TASK PROMPT
Your response should be the complete data, transcribed exactly.

(RECORDS FOR PROCESSING begins)

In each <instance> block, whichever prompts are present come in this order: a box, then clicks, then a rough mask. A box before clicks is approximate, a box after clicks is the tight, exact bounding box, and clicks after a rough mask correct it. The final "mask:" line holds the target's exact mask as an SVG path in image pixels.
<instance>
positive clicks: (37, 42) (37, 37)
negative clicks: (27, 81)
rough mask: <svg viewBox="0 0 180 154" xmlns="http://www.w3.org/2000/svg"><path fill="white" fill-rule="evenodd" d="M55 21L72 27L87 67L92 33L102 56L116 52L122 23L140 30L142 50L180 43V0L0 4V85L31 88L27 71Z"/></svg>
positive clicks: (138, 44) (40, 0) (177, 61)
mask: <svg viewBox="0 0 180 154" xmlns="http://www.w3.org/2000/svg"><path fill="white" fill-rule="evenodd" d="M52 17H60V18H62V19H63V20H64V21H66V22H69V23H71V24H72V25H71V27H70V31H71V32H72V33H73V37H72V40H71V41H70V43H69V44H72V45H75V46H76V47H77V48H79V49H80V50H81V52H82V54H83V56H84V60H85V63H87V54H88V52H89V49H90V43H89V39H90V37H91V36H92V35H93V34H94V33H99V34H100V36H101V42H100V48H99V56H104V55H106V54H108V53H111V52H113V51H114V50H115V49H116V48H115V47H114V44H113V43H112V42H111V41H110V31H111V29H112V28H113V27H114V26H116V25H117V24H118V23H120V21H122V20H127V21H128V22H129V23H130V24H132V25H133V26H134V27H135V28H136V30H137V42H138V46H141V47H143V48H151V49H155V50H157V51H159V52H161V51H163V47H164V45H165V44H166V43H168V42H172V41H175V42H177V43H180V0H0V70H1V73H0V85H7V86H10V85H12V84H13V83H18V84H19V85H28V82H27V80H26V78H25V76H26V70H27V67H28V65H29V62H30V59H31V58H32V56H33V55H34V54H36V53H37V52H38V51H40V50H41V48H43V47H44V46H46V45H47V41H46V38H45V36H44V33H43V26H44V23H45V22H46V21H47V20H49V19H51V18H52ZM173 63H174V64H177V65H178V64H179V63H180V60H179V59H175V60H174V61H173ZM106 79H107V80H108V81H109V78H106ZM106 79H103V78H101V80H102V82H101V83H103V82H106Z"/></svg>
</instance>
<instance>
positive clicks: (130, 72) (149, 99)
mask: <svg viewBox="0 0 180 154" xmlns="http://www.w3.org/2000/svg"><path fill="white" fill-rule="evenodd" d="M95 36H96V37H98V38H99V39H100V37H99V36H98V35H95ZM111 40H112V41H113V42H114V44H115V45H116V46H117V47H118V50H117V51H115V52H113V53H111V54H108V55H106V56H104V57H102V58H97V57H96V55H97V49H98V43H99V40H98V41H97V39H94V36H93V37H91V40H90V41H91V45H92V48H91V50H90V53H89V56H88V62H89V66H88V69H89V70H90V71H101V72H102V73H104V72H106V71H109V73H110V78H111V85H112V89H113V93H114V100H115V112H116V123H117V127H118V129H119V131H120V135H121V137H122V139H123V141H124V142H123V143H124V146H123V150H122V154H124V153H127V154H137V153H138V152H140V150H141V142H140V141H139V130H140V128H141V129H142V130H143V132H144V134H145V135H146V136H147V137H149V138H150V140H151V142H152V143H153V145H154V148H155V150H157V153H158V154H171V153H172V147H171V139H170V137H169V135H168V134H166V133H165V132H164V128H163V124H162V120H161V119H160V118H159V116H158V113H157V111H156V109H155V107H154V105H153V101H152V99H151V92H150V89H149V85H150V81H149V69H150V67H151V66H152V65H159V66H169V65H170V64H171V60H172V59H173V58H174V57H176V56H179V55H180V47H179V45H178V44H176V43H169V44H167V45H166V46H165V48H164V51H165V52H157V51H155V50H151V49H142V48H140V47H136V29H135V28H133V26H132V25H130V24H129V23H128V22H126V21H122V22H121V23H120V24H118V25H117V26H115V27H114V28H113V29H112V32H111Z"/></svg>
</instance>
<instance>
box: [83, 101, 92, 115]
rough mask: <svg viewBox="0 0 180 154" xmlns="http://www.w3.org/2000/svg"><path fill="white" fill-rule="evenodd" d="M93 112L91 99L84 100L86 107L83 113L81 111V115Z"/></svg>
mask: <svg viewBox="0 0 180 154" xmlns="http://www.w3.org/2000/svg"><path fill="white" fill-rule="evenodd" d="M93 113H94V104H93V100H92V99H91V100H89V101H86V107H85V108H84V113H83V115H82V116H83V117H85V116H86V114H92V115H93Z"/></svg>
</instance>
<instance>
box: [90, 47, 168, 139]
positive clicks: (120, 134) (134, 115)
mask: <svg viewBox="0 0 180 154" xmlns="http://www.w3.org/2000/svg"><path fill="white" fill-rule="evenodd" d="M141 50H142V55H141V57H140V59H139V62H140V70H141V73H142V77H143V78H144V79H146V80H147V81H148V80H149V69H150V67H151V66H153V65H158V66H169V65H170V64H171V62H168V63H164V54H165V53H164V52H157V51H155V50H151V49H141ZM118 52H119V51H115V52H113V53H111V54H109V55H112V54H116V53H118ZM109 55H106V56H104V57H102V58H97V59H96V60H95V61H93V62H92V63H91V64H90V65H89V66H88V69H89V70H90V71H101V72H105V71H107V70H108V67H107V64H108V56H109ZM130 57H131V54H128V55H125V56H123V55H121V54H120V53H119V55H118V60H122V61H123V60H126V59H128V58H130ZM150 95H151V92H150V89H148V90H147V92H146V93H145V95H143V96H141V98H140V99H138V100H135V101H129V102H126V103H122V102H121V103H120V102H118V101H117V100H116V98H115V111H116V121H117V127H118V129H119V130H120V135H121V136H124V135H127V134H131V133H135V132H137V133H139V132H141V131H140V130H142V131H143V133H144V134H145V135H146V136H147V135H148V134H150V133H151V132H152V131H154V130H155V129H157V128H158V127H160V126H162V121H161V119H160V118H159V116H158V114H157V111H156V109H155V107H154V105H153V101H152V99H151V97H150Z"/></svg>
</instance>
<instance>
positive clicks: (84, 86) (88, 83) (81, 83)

(RECORDS FOR PROCESSING ends)

EXERCISE RESPONSE
In each <instance> block, whichever prompts are present come in this order: a box, then clicks, then a rough mask. A box before clicks is approximate, a box after clicks is the tight, exact bounding box, and clicks after a rough mask correct it. The final "mask:" line holds the target's exact mask as an SVG path in image pixels.
<instance>
positive clicks: (37, 42) (37, 37)
negative clicks: (27, 81)
rough mask: <svg viewBox="0 0 180 154" xmlns="http://www.w3.org/2000/svg"><path fill="white" fill-rule="evenodd" d="M55 21L72 27L87 67L92 33L102 56L116 52L122 23L140 30L142 50L180 43V0L0 4V85L31 88L27 71Z"/></svg>
positive clicks: (138, 44) (40, 0) (177, 61)
mask: <svg viewBox="0 0 180 154" xmlns="http://www.w3.org/2000/svg"><path fill="white" fill-rule="evenodd" d="M52 17H60V18H62V19H63V20H64V21H66V22H69V23H71V24H72V25H71V27H70V31H71V32H72V33H73V37H72V40H71V41H70V43H69V44H72V45H75V46H76V47H77V48H79V49H80V50H81V52H82V54H83V56H84V60H85V63H87V54H88V52H89V49H90V43H89V39H90V37H91V36H92V35H93V34H94V33H99V34H100V36H101V42H100V48H99V56H104V55H106V54H108V53H111V52H113V51H114V50H115V49H116V48H115V47H114V44H113V43H112V42H111V41H110V31H111V29H112V28H113V27H114V26H116V25H117V24H118V23H120V21H122V20H127V21H128V22H129V23H130V24H132V25H133V26H134V27H135V28H136V30H137V42H138V46H141V47H143V48H151V49H155V50H157V51H159V52H161V51H163V47H164V45H165V44H166V43H168V42H172V41H175V42H177V43H180V0H0V70H1V73H0V85H7V86H10V85H12V84H13V83H18V84H19V85H28V82H27V80H26V78H25V76H26V70H27V67H28V65H29V62H30V59H31V58H32V56H33V55H34V54H36V53H37V52H38V51H40V50H41V48H43V47H44V46H46V45H47V41H46V38H45V36H44V33H43V26H44V23H45V22H46V21H47V20H49V19H51V18H52ZM173 63H174V64H177V65H178V64H179V63H180V60H179V59H175V60H174V61H173ZM106 79H107V80H108V81H109V78H106ZM106 79H103V78H101V80H102V82H101V83H103V82H106Z"/></svg>
</instance>
<instance>
positive clicks: (130, 72) (149, 99)
mask: <svg viewBox="0 0 180 154" xmlns="http://www.w3.org/2000/svg"><path fill="white" fill-rule="evenodd" d="M95 36H96V37H98V38H99V39H100V37H99V36H98V35H95ZM111 40H112V41H113V42H114V44H115V45H116V46H117V47H118V50H117V51H115V52H113V53H111V54H108V55H106V56H104V57H102V58H97V57H96V55H97V49H98V43H99V40H98V41H97V39H94V36H93V37H91V40H90V41H91V45H92V48H91V50H90V53H89V56H88V62H89V66H88V69H89V70H90V71H101V72H102V73H104V72H106V71H109V73H110V78H111V85H112V89H113V93H114V100H115V112H116V123H117V127H118V129H119V131H120V135H121V137H122V139H123V141H124V142H123V143H124V146H123V150H122V154H124V153H127V154H137V153H138V152H140V150H141V142H140V141H139V130H140V128H141V129H142V130H143V132H144V134H145V135H146V136H147V137H149V138H150V140H151V142H152V143H153V145H154V148H155V150H157V153H158V154H171V153H172V147H171V139H170V137H169V135H168V134H166V133H165V132H164V128H163V124H162V120H161V119H160V118H159V116H158V113H157V111H156V109H155V107H154V105H153V101H152V99H151V92H150V89H149V85H150V81H149V69H150V67H151V66H152V65H159V66H169V65H170V64H171V60H172V59H173V58H174V57H176V56H179V55H180V47H179V45H178V44H176V43H169V44H167V45H166V46H165V48H164V51H165V52H157V51H155V50H151V49H142V48H140V47H136V29H135V28H133V26H132V25H130V24H129V23H128V22H126V21H122V22H121V23H120V24H118V25H117V26H115V27H114V28H113V29H112V32H111Z"/></svg>
</instance>
<instance>
box: [83, 101, 92, 115]
rough mask: <svg viewBox="0 0 180 154" xmlns="http://www.w3.org/2000/svg"><path fill="white" fill-rule="evenodd" d="M93 112L91 99L84 100L86 107L83 113L81 111V115Z"/></svg>
mask: <svg viewBox="0 0 180 154" xmlns="http://www.w3.org/2000/svg"><path fill="white" fill-rule="evenodd" d="M93 113H94V104H93V100H92V99H91V100H89V101H86V107H85V108H84V113H83V115H82V116H83V117H85V116H86V114H92V115H93Z"/></svg>
</instance>
<instance>
box: [90, 47, 168, 139]
positive clicks: (120, 134) (134, 115)
mask: <svg viewBox="0 0 180 154" xmlns="http://www.w3.org/2000/svg"><path fill="white" fill-rule="evenodd" d="M141 50H142V55H141V57H140V59H139V62H140V70H141V73H142V77H143V78H144V79H146V80H147V81H148V80H149V69H150V67H151V66H153V65H158V66H169V65H170V64H171V62H168V63H164V54H165V53H164V52H157V51H155V50H151V49H141ZM118 52H119V51H115V52H113V53H111V54H109V55H112V54H116V53H118ZM109 55H106V56H104V57H102V58H97V59H96V60H95V61H93V62H92V63H91V64H90V65H89V66H88V69H89V70H90V71H101V72H105V71H107V70H108V67H107V64H108V56H109ZM130 57H131V54H128V55H125V56H123V55H121V54H120V53H119V55H118V60H122V61H123V60H126V59H128V58H130ZM150 95H151V92H150V89H148V90H147V92H146V93H145V95H143V96H141V98H140V99H138V100H135V101H129V102H126V103H122V102H121V103H120V102H118V101H117V100H116V98H115V111H116V121H117V127H118V129H119V130H120V135H121V136H124V135H127V134H131V133H135V132H137V133H139V132H141V131H140V130H142V131H143V133H144V134H145V135H146V136H147V135H148V134H150V133H151V132H152V131H154V130H155V129H157V128H158V127H160V126H162V121H161V119H160V118H159V116H158V114H157V111H156V109H155V107H154V105H153V101H152V99H151V97H150Z"/></svg>
</instance>
<instance>
positive clicks: (84, 86) (88, 83) (81, 83)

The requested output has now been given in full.